Outline data:
----

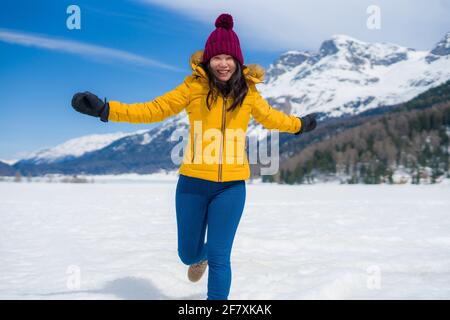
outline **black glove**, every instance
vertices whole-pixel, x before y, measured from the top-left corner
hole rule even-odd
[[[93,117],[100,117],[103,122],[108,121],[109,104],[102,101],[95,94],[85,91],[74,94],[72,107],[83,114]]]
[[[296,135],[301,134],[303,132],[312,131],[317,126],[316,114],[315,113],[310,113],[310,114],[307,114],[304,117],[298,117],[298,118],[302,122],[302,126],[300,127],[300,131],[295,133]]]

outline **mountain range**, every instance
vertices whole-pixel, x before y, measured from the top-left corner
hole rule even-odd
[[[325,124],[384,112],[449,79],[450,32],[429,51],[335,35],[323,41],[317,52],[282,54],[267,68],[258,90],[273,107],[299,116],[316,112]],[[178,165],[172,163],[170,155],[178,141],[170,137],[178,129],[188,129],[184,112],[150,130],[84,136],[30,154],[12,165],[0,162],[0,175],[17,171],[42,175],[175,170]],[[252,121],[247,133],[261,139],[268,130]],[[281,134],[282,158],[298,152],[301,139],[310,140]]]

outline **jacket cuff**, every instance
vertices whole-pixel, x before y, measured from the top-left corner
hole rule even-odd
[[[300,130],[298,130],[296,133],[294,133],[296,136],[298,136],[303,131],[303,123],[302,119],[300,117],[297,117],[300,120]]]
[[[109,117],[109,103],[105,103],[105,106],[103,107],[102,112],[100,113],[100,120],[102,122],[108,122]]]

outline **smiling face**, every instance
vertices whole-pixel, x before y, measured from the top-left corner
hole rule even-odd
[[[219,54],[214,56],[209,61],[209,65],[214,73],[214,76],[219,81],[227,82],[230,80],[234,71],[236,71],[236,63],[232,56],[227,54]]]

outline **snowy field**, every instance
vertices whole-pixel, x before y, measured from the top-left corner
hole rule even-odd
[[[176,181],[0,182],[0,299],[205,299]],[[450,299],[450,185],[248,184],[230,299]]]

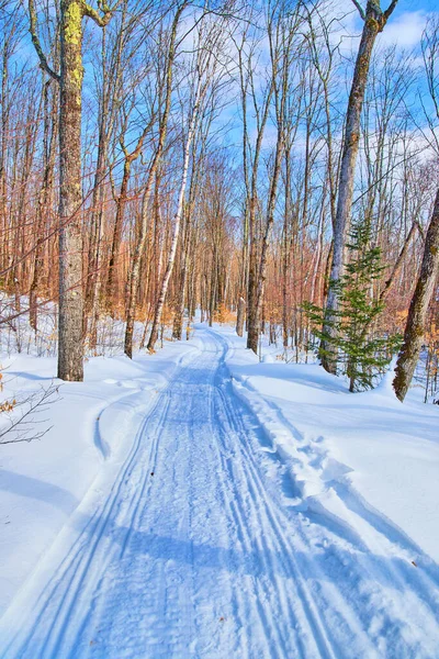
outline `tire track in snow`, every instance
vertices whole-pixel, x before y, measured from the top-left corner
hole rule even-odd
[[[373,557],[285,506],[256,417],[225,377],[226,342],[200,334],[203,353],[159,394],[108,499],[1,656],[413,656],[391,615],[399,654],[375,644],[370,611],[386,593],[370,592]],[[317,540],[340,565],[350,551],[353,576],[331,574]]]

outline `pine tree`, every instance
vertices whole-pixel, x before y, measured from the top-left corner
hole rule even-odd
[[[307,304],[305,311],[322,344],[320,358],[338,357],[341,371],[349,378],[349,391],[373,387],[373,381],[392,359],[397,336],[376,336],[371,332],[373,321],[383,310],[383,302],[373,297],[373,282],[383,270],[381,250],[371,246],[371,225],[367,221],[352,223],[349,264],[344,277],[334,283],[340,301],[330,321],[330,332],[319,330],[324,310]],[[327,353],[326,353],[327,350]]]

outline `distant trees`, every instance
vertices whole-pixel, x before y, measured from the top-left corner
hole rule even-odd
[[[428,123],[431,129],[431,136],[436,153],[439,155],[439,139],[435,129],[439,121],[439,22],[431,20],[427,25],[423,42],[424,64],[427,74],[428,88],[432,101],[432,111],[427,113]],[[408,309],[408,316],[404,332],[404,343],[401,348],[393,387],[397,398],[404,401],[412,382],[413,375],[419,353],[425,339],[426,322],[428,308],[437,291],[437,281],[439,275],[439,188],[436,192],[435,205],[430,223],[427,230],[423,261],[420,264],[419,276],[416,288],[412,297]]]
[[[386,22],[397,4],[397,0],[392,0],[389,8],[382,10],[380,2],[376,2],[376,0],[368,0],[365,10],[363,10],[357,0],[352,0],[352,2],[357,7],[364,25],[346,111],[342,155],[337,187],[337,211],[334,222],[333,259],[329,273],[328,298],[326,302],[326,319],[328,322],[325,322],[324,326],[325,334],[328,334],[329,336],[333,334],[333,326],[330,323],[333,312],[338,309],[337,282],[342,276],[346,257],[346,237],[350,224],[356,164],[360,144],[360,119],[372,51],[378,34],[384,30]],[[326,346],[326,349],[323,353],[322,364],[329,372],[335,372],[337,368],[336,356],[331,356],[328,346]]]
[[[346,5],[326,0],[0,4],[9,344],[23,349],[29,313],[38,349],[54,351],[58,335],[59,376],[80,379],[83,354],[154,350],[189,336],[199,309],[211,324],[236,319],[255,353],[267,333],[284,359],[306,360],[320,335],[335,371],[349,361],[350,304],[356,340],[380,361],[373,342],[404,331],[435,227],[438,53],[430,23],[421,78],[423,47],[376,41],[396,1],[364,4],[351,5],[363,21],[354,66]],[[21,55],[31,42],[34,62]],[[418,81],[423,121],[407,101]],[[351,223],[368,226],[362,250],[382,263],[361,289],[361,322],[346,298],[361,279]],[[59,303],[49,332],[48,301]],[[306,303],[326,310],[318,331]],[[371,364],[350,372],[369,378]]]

----

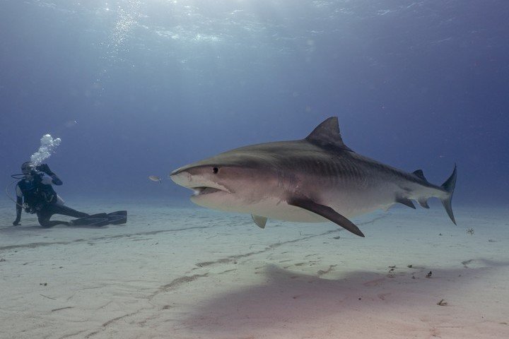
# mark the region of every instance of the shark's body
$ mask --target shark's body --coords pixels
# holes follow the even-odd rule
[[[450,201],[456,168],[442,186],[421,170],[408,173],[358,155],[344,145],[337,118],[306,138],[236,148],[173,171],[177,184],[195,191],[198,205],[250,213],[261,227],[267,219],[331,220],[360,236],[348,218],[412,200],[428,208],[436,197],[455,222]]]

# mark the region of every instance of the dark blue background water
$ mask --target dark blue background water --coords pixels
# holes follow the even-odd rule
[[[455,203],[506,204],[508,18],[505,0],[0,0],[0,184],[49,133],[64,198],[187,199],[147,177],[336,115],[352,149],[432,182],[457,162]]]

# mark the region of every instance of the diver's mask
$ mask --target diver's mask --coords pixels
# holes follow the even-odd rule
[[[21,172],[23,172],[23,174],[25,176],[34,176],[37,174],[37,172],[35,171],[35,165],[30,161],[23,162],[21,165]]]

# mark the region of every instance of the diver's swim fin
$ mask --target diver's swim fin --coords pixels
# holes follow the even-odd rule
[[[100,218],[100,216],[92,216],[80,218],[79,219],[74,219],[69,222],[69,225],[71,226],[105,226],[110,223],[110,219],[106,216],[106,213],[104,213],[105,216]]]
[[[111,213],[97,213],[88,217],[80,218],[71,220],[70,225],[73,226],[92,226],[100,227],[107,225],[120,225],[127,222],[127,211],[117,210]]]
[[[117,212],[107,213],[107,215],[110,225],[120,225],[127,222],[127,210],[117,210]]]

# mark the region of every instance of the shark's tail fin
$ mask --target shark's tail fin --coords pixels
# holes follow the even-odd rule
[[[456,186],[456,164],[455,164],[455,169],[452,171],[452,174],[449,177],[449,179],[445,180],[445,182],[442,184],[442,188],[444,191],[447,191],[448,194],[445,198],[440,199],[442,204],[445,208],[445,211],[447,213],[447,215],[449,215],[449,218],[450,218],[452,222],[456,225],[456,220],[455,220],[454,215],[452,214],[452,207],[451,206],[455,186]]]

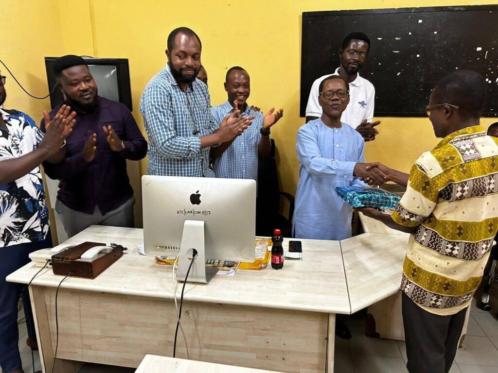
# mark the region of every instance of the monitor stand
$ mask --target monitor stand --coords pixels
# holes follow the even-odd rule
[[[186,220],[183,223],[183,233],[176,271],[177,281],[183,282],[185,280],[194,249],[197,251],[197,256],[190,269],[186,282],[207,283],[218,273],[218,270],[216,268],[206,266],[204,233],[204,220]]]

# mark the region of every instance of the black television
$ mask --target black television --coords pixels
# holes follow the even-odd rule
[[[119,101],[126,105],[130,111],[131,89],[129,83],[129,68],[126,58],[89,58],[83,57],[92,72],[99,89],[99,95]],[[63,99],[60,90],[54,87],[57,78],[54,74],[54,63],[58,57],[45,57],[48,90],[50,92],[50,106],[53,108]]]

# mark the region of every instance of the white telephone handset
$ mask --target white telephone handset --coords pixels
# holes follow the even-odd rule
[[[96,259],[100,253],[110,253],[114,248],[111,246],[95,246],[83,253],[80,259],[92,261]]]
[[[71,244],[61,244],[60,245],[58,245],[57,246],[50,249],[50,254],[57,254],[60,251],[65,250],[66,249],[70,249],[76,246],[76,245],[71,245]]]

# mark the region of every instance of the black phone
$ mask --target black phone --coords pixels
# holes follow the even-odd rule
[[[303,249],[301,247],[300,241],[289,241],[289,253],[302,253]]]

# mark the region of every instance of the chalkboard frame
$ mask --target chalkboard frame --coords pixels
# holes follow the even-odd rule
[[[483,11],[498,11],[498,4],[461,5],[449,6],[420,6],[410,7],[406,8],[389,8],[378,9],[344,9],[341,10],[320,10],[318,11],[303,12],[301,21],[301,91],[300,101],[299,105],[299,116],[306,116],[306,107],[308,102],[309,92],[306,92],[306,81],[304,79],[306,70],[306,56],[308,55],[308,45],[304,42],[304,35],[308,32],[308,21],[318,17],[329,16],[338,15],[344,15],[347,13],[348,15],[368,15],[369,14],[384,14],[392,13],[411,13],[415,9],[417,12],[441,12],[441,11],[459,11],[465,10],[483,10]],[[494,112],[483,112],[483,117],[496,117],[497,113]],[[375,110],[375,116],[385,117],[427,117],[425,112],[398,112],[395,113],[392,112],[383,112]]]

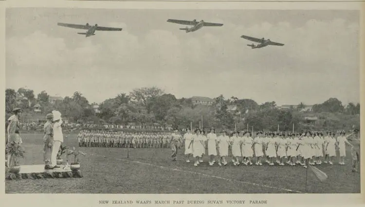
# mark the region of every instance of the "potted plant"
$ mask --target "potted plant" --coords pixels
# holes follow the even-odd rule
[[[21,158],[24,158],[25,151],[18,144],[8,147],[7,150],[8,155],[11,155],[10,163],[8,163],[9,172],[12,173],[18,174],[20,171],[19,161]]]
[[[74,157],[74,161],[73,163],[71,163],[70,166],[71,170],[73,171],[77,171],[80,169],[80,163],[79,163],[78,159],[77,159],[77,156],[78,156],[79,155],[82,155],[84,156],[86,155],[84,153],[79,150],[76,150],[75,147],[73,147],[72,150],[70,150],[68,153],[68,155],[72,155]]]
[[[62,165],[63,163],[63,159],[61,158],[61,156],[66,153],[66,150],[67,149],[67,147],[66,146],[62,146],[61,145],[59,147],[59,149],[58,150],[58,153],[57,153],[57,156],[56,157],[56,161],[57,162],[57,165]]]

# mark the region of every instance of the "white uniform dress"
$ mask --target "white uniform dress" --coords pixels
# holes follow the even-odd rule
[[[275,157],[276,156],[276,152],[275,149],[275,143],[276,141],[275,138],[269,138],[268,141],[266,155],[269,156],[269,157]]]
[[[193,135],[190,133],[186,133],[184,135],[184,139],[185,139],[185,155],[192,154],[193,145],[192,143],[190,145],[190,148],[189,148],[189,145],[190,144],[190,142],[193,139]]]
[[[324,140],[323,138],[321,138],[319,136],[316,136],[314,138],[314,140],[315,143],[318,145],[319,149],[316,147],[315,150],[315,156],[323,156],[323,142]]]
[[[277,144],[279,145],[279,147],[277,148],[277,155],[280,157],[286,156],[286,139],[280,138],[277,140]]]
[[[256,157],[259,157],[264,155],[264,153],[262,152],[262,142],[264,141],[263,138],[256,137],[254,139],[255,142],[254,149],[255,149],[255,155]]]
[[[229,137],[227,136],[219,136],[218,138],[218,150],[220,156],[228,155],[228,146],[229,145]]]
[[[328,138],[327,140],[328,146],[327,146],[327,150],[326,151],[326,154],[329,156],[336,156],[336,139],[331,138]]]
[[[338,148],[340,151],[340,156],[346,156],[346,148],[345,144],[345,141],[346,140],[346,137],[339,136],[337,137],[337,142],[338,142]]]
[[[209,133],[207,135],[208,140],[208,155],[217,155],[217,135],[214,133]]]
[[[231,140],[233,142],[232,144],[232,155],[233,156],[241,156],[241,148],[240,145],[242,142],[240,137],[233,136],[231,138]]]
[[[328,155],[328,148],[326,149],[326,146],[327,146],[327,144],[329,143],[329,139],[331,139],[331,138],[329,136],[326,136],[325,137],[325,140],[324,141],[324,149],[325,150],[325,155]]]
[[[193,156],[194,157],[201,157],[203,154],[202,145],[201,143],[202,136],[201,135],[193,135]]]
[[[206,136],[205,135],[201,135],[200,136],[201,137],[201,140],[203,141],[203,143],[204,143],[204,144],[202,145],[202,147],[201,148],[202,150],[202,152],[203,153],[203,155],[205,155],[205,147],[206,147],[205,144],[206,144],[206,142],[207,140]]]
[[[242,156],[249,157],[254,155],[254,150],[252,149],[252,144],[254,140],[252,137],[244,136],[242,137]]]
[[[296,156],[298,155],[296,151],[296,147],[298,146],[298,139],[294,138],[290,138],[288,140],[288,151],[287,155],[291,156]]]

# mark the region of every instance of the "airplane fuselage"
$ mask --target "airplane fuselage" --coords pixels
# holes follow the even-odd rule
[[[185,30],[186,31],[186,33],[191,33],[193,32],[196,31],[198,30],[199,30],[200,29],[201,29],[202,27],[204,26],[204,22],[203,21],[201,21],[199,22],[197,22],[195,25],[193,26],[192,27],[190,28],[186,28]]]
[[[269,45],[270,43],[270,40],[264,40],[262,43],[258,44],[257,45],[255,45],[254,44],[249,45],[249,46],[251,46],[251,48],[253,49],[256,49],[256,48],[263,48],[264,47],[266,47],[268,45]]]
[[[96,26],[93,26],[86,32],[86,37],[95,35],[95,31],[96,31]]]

----

Given instruction: Repeat the part of the data that opens with the line containing "# mark the region of every instance of the black phone" and closes with the line containing "[[[303,249],[301,247],[300,241],[289,241],[289,253],[302,253]]]", including both of those lines, and nothing else.

Task result:
# mark the region of every instance of the black phone
$ mask --target black phone --coords pixels
# holes follow the even-odd rule
[[[303,249],[301,247],[300,241],[289,241],[289,253],[302,253]]]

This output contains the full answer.